▸ Challenge 1: Reproduce the lines of the records verbatim, from the line that contains "point: silhouetted surfer" through the end of the records, with both ends included.
* BEGIN Text *
Sunday 20 October 2019

Thirteen blue flags lost after tougher tests on water quality

Treacy Hogan

THIRTEEN top Irish beaches have lost their coveted Blue Flag status because of new tougher water quality standards.

Stricter new EU bathing standards introduced this year led to the huge wave of losses.

Ireland only received 74 blue flags – a drop of 13 on last year's total.

A further 12 beaches also lost Green Coast awards because of the higher standards.

Stripped of blue flags are Skerries South Beach, Donabate, the Brook Beach Portrane, the Velvet Strand Portmarnock (all Co Dublin), Ballybunion North beach, Co Kerry, White Strand Miltown Malbay and Lahinch, Co Clare, and Ceibh an Spideal in Galway.

Others who lost their 2012 blue flags as they did not even apply this year are Dollymount, Dublin, Morriscastle, Co Wexford, Bunmahon in Co Waterford, Redbarn, Garryvoe, Garretstown and Barleycove, Co Cork, and Old Head in Co Mayo.

Mullaghmore in Co Sligo could not be awarded the flag as there are ongoing issues with livestock roaming on the main beach area, "creating an unsafe environment for beach users".

Three new blue flags were awarded to Killiney and Seapoint in Dublin and the Royal Cork Yacht Club marina in Cork.

Despite massive investment in a sewage treatment facility at Ringsend, Dublin received just two blue flags in total.

Donegal got 13, the biggest number awarded to any county this year.
* END Text *
* BEGIN Records for this exercise *
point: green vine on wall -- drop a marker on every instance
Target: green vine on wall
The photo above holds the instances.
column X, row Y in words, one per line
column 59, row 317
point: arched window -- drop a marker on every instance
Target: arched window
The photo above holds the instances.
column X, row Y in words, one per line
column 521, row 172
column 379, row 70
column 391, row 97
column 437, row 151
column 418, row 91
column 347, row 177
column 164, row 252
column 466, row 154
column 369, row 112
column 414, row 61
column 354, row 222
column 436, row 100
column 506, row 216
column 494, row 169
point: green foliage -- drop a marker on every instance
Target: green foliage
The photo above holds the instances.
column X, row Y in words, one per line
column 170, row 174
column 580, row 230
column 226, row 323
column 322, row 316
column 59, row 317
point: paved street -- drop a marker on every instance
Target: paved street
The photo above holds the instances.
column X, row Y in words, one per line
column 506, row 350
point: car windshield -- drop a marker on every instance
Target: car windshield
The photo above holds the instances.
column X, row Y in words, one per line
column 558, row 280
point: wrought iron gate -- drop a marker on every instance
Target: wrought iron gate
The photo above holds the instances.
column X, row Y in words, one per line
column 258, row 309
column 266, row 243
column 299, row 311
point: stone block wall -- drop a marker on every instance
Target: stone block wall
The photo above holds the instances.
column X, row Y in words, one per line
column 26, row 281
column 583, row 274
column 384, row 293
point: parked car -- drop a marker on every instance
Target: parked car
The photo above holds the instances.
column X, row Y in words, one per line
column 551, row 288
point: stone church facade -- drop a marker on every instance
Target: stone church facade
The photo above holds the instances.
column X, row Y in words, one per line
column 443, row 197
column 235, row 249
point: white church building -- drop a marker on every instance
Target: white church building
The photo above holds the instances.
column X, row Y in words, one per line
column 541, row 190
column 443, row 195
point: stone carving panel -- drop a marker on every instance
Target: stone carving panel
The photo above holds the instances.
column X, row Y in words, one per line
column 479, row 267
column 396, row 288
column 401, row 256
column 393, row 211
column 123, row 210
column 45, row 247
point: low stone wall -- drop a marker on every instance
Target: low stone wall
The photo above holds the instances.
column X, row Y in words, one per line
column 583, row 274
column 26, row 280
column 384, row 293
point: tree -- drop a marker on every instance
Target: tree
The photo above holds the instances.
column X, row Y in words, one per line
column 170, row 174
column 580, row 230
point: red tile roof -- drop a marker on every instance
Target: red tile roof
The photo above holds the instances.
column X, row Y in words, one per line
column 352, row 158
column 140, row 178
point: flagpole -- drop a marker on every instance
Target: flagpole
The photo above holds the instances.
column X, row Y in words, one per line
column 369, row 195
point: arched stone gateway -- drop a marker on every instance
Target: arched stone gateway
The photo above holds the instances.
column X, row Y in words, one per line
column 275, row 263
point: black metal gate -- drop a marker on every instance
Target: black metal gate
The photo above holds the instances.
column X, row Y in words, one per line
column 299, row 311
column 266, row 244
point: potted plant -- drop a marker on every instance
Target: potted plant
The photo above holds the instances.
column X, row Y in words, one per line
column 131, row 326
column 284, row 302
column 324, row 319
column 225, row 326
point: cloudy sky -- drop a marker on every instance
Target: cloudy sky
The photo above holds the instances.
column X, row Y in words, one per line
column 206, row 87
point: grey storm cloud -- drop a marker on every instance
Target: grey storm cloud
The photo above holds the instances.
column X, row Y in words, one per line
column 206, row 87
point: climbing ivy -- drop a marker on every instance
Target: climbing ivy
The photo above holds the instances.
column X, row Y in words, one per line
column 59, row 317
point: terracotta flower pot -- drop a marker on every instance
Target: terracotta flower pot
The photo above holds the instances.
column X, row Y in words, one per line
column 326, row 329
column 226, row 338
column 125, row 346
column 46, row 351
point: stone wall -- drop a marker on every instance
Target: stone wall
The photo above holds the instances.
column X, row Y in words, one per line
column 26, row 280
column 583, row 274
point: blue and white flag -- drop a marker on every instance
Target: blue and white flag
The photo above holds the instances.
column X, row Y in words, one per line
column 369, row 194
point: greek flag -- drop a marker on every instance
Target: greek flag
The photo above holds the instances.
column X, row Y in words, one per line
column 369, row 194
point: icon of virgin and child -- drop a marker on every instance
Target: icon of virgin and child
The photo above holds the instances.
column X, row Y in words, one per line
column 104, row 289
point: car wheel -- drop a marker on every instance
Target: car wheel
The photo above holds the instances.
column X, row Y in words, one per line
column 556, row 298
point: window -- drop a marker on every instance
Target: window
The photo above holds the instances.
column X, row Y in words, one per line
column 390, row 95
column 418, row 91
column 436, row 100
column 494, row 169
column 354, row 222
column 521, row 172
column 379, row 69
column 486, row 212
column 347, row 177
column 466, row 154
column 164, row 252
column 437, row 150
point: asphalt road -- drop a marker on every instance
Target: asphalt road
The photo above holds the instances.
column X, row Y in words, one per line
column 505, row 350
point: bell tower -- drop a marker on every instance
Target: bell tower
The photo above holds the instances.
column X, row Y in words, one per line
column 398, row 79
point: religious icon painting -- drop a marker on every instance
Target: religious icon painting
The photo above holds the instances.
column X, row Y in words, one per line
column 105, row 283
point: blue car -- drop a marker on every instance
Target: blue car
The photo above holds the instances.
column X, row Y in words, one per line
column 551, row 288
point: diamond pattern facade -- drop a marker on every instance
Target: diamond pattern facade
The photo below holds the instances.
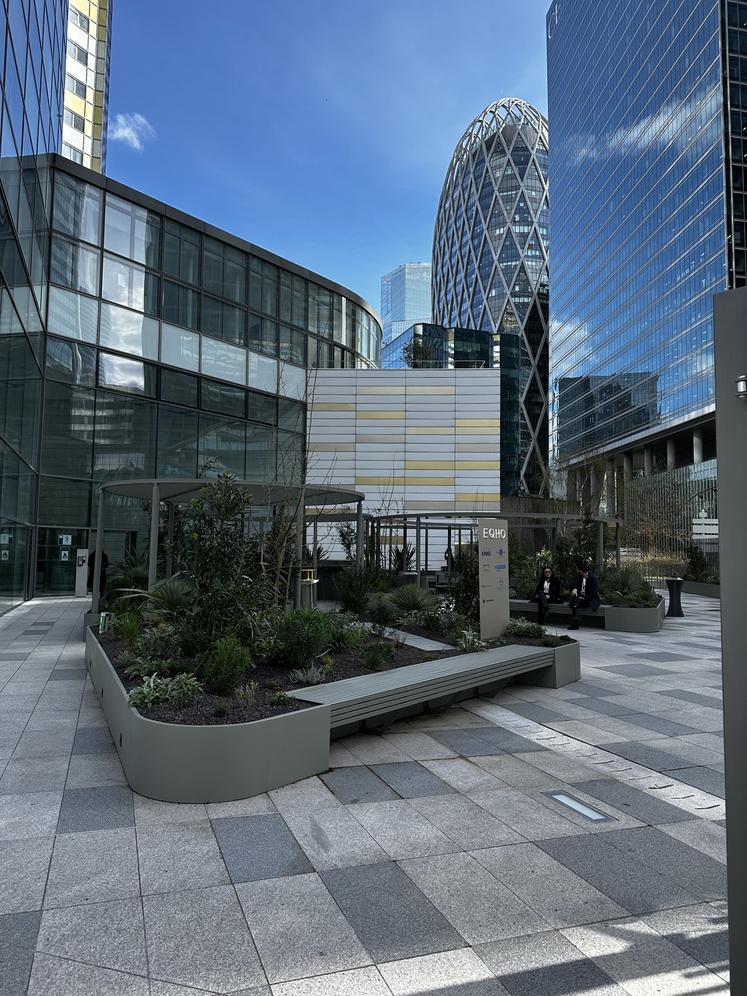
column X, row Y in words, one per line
column 490, row 248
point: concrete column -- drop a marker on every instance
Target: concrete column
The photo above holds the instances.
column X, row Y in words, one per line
column 697, row 446
column 155, row 510
column 671, row 454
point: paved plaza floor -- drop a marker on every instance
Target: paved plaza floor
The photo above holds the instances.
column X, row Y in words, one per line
column 433, row 858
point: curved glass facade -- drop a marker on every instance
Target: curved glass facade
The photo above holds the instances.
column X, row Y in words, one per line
column 490, row 248
column 639, row 217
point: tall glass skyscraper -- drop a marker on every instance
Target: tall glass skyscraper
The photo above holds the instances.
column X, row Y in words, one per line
column 490, row 255
column 405, row 298
column 648, row 108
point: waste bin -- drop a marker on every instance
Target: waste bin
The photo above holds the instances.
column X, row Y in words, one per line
column 675, row 596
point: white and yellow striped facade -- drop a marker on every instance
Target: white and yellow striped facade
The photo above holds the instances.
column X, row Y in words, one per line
column 414, row 441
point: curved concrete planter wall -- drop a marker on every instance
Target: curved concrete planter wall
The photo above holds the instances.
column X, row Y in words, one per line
column 176, row 763
column 625, row 620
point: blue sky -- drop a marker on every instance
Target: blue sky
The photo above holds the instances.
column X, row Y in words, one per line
column 320, row 129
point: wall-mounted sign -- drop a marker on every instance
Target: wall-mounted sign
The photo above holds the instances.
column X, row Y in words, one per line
column 492, row 552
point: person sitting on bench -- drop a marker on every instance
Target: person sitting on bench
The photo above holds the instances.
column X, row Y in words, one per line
column 547, row 591
column 584, row 594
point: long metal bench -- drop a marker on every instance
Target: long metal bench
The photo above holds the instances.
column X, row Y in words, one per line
column 385, row 695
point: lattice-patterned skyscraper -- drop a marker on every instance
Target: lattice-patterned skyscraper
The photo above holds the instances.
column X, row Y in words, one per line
column 490, row 264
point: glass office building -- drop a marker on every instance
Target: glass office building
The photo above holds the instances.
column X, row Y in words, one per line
column 648, row 109
column 405, row 298
column 171, row 349
column 490, row 248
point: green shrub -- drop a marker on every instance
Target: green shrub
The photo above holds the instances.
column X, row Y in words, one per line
column 353, row 585
column 412, row 598
column 299, row 637
column 225, row 666
column 524, row 627
column 378, row 656
column 127, row 628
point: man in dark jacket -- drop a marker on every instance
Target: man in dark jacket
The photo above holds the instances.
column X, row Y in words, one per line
column 547, row 590
column 584, row 594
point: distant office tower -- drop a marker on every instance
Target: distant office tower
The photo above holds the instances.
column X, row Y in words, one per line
column 648, row 220
column 490, row 255
column 87, row 82
column 405, row 298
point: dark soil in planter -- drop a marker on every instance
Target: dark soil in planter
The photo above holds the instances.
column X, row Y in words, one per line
column 210, row 710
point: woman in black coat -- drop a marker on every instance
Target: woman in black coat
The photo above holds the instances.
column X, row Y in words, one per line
column 547, row 591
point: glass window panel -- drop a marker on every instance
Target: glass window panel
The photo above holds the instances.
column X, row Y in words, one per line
column 262, row 407
column 217, row 397
column 74, row 265
column 222, row 446
column 71, row 362
column 177, row 442
column 128, row 331
column 260, row 453
column 263, row 373
column 77, row 208
column 292, row 382
column 72, row 315
column 224, row 361
column 125, row 438
column 180, row 348
column 132, row 231
column 127, row 375
column 67, row 430
column 180, row 389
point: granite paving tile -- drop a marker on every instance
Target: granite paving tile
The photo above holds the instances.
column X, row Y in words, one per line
column 628, row 799
column 23, row 873
column 546, row 886
column 18, row 933
column 390, row 915
column 259, row 847
column 298, row 928
column 629, row 883
column 105, row 807
column 92, row 868
column 697, row 873
column 109, row 935
column 200, row 938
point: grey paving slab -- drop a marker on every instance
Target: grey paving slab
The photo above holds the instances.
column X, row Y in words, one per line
column 200, row 938
column 697, row 873
column 110, row 935
column 464, row 822
column 628, row 799
column 411, row 780
column 546, row 886
column 298, row 928
column 357, row 784
column 23, row 873
column 101, row 808
column 390, row 915
column 471, row 899
column 180, row 856
column 333, row 838
column 259, row 847
column 72, row 978
column 700, row 777
column 18, row 933
column 629, row 883
column 455, row 973
column 92, row 740
column 93, row 867
column 545, row 964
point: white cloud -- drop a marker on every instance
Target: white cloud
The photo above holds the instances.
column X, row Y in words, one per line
column 133, row 129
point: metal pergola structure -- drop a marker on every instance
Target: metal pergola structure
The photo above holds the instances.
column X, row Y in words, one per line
column 174, row 492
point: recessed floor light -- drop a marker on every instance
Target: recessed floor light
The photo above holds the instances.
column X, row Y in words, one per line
column 579, row 807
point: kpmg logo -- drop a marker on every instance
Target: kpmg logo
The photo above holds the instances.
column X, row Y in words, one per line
column 552, row 20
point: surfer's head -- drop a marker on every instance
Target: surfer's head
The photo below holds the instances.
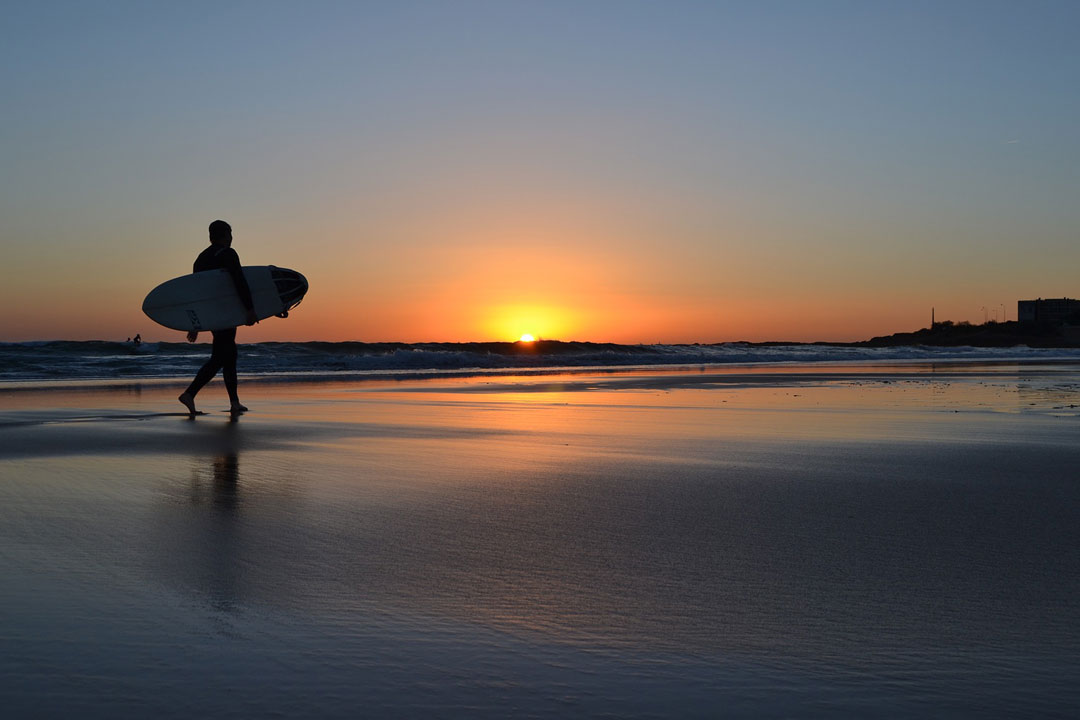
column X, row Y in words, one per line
column 220, row 233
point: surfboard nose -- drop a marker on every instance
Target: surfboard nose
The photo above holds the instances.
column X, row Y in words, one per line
column 292, row 286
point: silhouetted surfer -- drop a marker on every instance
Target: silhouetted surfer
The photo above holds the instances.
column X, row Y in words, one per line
column 224, row 356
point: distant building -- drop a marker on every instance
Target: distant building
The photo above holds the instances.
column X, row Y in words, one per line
* END Records for this exercise *
▸ Challenge 2: According to the blue flag article, which county received the largest number of blue flags this year?

▸ Full output 1:
point: silhouetted surfer -- drop a marker on every instance
Target: silhouetted surfer
The photo above holds the instances.
column X, row Y in words, one per line
column 224, row 356
point: distant building -- drop a marker on every instance
Target: distant building
The photo above holds the instances.
column X, row Y in words, one per line

▸ Full output 2: Donegal, with 13.